***** DATA SHOWN

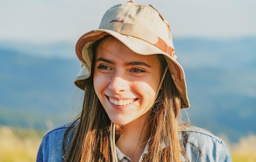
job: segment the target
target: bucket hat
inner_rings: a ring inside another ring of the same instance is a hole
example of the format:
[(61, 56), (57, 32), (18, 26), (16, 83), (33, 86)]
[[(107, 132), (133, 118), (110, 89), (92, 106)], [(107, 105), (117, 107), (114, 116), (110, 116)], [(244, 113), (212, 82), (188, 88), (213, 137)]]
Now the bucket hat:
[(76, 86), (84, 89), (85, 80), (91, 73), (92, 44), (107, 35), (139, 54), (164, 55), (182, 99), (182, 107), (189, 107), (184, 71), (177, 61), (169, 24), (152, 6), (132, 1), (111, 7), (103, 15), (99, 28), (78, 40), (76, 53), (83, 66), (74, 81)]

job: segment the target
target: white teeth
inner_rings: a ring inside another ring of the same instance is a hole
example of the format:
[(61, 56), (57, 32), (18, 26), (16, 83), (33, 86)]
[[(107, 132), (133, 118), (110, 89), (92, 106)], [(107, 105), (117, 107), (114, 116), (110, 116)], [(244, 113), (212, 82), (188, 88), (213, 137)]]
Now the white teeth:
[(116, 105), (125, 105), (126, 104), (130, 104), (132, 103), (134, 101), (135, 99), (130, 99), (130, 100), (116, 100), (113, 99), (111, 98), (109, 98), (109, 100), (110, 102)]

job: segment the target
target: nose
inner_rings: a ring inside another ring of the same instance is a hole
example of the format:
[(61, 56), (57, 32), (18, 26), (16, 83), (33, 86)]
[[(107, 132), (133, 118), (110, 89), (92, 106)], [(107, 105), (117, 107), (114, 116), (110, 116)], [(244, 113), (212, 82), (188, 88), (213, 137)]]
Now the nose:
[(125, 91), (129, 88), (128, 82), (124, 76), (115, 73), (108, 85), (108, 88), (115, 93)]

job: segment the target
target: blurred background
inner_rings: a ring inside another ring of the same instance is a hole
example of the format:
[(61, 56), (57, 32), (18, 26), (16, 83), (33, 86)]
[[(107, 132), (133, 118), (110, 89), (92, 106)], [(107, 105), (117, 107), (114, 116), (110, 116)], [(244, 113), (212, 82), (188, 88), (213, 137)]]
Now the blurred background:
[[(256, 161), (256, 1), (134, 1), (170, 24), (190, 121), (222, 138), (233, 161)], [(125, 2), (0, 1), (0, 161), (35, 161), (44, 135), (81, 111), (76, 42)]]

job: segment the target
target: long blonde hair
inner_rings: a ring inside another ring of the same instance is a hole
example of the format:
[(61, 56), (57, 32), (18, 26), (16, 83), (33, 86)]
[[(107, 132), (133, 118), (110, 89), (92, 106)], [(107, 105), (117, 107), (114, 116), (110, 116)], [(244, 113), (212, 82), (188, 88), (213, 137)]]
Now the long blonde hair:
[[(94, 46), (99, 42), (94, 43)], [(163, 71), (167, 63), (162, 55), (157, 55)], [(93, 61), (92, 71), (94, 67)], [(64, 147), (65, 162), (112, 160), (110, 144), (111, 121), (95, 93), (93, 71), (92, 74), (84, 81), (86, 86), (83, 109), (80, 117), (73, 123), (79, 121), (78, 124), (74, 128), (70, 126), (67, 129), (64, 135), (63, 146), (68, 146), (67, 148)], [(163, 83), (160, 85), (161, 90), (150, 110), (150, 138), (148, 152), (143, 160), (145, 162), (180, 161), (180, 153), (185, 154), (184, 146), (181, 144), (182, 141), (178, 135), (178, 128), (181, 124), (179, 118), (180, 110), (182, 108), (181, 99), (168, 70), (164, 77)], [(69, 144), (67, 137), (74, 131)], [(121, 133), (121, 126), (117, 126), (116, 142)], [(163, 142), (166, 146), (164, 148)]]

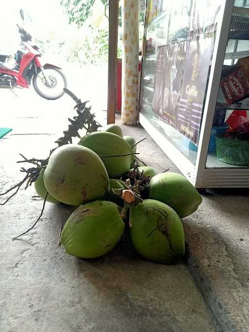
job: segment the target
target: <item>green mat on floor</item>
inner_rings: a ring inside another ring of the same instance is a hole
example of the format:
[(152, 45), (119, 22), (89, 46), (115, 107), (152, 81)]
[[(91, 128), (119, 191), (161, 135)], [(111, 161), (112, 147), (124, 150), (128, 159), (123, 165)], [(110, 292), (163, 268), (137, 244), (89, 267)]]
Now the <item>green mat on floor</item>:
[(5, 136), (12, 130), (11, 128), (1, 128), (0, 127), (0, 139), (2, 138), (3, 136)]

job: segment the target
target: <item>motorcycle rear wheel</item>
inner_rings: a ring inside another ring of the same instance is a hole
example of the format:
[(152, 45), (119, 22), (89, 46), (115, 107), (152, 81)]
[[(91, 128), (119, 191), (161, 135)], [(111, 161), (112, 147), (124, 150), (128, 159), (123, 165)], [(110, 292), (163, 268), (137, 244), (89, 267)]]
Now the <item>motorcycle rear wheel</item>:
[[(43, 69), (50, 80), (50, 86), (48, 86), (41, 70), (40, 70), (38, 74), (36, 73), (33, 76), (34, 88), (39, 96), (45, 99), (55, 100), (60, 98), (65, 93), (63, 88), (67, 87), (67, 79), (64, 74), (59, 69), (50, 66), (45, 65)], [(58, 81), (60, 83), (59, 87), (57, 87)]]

**********

### DIRECTION
How many lines of the records contain the string "floor"? Reply with the number alone.

### REPLY TO THE TASK
2